Mariam Amash, who according to Israeli registry was born in 1888, dies after being admitted to Hadera hospital.
Grandson: ‘She was the oldest woman in the world’
Mariam Amash of the Arab-Israeli village of Jisr a-Zarka died Saturday morning. According to the Interior Ministry’s population registry, she was 124 years old. The listing was based on a birth certificate issued by Turkish authorities who ruled the region at the time.
You can say that our lives were better before, but I still want to thank the Israeli gov’t for the help it has given us.
Amash, whose identification card states that she was born on “00.00.1888,” had 10 children of her own and some 300 descendents.
If Amash was in fact 124 years old at the time of her death, that would make her the oldest women ever documented. Officially, Jeanne Louise Calment, a French supercentenarian, had the longest confirmed human lifespan in history, living to the age of 122 years, 164 days.
In an interview she gave Ynet seven months ago, Amash said “I’m 124 years old and my identification card says I was born in 1888. Unfortunately, I do not know the exact date, so at the end of each year my family surprises me with a party and gifts.”
Majd Amash, one of her grandchildren, told Ynet “We all know she was the oldest woman in the world. Strangers would visit her from across the globe and they all said they did not know of anyone who had reached her age.
“Despite her age she was strong, and we learned many interesting things from her. She began to feel ill three days ago, and we immediately took her to the Hillel Yaffe Medical Center in Hadera. During her last days she told us to watch over her grandchildren and that she loves everyone. Unfortunately, she died today. It was very difficult for us.”
Over the course of her life Masha made the pilgrimage to Mecca five times and prayed five times a day. “I always thank god for what he has given me, and I hope I will be given more years. Instead of telling me ‘May you live until 120,’ people will say ‘May you live until 150.’ I don’t know if I will reach that age,” she told Ynet in March.
“I know what is going on in the country – politically and socially – and I am aware of the Arab sector’s difficulties. You can say that our lives were better before, but I still want to thank the Israeli government for the help it has given us,” she said.

Extracted records:
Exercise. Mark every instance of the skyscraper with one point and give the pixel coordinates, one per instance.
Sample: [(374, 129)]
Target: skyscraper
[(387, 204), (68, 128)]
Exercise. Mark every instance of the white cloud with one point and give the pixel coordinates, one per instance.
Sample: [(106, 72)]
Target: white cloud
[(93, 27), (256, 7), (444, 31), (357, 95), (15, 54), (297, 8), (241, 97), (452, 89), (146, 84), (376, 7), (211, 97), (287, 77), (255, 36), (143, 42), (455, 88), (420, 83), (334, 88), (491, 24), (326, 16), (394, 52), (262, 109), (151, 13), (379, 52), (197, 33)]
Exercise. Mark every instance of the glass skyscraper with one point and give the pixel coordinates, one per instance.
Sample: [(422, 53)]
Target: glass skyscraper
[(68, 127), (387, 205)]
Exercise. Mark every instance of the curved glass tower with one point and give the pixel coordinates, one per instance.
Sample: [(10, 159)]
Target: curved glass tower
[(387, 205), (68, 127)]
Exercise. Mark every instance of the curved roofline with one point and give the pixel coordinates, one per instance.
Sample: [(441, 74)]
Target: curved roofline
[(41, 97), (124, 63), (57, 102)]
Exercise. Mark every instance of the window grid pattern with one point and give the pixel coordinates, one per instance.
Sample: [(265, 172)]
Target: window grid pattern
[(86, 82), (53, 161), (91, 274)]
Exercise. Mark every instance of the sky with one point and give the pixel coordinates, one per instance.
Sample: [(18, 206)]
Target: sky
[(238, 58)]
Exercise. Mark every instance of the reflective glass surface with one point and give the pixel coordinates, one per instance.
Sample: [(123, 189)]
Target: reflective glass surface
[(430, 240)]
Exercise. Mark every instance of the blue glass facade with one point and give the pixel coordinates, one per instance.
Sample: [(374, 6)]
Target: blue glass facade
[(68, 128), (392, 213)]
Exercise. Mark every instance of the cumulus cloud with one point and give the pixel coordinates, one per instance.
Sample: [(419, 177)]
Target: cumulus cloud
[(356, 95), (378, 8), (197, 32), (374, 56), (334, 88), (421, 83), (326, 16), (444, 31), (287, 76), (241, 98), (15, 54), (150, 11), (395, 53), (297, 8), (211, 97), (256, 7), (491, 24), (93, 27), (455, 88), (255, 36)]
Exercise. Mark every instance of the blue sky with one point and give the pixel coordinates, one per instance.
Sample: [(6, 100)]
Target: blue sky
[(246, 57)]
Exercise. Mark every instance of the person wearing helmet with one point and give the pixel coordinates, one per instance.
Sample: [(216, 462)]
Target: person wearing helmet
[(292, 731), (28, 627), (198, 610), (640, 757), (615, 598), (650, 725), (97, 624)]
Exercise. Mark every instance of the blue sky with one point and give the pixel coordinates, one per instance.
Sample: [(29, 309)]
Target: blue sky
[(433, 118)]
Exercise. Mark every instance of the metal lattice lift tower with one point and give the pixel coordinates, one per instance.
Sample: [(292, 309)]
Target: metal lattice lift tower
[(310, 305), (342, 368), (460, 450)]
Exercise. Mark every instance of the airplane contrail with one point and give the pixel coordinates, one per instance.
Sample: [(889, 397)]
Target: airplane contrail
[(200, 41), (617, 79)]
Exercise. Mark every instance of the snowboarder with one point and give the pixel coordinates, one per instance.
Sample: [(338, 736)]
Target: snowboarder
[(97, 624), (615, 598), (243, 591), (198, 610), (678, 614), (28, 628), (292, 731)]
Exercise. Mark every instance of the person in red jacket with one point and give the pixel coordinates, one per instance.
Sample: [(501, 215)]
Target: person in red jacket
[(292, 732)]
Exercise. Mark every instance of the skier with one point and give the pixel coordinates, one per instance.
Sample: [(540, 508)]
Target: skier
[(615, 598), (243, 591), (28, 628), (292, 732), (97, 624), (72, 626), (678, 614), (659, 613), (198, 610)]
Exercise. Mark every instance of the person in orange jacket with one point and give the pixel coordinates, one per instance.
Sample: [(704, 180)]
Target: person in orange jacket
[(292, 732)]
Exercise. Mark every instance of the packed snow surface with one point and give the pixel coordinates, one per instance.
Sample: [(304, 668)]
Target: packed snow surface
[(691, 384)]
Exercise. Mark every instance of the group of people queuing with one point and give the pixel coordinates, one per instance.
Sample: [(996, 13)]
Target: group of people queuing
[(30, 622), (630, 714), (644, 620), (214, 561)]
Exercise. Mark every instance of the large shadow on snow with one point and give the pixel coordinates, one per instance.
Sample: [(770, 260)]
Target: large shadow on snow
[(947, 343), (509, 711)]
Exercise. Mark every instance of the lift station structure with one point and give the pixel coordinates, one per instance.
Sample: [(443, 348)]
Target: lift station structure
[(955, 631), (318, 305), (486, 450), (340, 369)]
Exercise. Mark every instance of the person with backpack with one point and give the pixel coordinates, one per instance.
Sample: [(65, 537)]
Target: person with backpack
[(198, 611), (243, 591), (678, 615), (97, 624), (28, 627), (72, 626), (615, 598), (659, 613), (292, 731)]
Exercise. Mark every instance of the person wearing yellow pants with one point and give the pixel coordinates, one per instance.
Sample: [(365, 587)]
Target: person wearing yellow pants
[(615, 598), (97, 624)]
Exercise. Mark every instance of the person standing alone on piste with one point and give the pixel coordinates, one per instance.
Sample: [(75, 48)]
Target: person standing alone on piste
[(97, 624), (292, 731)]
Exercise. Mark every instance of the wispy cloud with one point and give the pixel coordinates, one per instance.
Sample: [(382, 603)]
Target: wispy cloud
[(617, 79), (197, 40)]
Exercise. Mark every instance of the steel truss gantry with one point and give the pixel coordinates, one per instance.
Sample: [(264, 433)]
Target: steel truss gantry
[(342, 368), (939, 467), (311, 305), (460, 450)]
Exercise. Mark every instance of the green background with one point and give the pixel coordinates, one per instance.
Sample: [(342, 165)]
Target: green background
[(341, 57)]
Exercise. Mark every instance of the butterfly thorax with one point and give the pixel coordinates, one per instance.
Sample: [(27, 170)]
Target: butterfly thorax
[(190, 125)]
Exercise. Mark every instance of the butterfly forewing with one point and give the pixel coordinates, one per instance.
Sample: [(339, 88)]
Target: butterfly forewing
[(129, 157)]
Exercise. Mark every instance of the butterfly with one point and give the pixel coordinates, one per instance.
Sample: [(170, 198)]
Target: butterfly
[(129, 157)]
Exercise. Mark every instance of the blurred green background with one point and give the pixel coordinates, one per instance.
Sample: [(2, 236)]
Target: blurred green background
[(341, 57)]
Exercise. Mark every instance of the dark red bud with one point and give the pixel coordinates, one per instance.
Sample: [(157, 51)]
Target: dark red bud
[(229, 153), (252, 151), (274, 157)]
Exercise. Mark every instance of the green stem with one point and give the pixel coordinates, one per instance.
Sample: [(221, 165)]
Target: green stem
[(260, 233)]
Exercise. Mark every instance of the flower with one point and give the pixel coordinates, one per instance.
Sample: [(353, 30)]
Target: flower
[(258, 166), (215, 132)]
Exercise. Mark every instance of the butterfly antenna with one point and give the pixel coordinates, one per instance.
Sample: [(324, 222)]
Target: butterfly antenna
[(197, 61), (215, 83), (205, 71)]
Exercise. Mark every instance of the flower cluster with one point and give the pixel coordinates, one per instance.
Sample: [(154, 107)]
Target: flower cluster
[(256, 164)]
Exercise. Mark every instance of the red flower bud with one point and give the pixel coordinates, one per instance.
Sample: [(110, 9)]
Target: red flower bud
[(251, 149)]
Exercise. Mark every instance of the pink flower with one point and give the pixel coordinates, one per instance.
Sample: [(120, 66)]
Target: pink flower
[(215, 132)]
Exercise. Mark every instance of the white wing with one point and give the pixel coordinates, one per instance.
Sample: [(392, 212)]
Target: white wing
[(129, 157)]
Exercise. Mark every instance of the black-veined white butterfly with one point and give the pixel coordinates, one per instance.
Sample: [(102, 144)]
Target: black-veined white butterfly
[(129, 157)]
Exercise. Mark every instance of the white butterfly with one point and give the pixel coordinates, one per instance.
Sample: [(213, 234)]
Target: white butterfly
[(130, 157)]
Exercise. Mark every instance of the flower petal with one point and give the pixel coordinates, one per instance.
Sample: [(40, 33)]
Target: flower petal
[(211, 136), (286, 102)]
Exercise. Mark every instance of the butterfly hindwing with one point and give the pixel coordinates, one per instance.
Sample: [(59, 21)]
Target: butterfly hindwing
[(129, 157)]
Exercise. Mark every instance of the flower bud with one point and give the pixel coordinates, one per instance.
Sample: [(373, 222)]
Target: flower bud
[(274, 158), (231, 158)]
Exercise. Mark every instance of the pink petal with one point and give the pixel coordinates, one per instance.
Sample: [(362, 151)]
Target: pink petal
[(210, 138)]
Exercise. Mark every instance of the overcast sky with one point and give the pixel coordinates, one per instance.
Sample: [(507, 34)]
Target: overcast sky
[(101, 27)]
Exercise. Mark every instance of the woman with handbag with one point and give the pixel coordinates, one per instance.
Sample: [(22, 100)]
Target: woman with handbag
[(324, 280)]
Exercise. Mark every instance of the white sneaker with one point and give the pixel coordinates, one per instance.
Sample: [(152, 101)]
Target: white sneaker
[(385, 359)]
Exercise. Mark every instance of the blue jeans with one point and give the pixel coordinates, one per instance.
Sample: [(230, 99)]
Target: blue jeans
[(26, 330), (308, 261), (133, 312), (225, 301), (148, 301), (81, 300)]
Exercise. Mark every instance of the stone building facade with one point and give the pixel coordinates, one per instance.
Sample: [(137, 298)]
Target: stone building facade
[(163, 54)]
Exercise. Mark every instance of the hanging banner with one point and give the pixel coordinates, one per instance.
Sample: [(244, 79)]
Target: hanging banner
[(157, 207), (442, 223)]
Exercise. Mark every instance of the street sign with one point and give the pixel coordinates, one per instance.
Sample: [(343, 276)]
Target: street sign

Exercise directions:
Reproduce the full article on Mariam Amash's death word for word. The items have no connection to the article about Mariam Amash.

Reply:
Mariam Amash, who according to Israeli registry was born in 1888, dies after being admitted to Hadera hospital.
Grandson: ‘She was the oldest woman in the world’
Mariam Amash of the Arab-Israeli village of Jisr a-Zarka died Saturday morning. According to the Interior Ministry’s population registry, she was 124 years old. The listing was based on a birth certificate issued by Turkish authorities who ruled the region at the time.
You can say that our lives were better before, but I still want to thank the Israeli gov’t for the help it has given us.
Amash, whose identification card states that she was born on “00.00.1888,” had 10 children of her own and some 300 descendents.
If Amash was in fact 124 years old at the time of her death, that would make her the oldest women ever documented. Officially, Jeanne Louise Calment, a French supercentenarian, had the longest confirmed human lifespan in history, living to the age of 122 years, 164 days.
In an interview she gave Ynet seven months ago, Amash said “I’m 124 years old and my identification card says I was born in 1888. Unfortunately, I do not know the exact date, so at the end of each year my family surprises me with a party and gifts.”
Majd Amash, one of her grandchildren, told Ynet “We all know she was the oldest woman in the world. Strangers would visit her from across the globe and they all said they did not know of anyone who had reached her age.
“Despite her age she was strong, and we learned many interesting things from her. She began to feel ill three days ago, and we immediately took her to the Hillel Yaffe Medical Center in Hadera. During her last days she told us to watch over her grandchildren and that she loves everyone. Unfortunately, she died today. It was very difficult for us.”
Over the course of her life Masha made the pilgrimage to Mecca five times and prayed five times a day. “I always thank god for what he has given me, and I hope I will be given more years. Instead of telling me ‘May you live until 120,’ people will say ‘May you live until 150.’ I don’t know if I will reach that age,” she told Ynet in March.
“I know what is going on in the country – politically and socially – and I am aware of the Arab sector’s difficulties. You can say that our lives were better before, but I still want to thank the Israeli government for the help it has given us,” she said.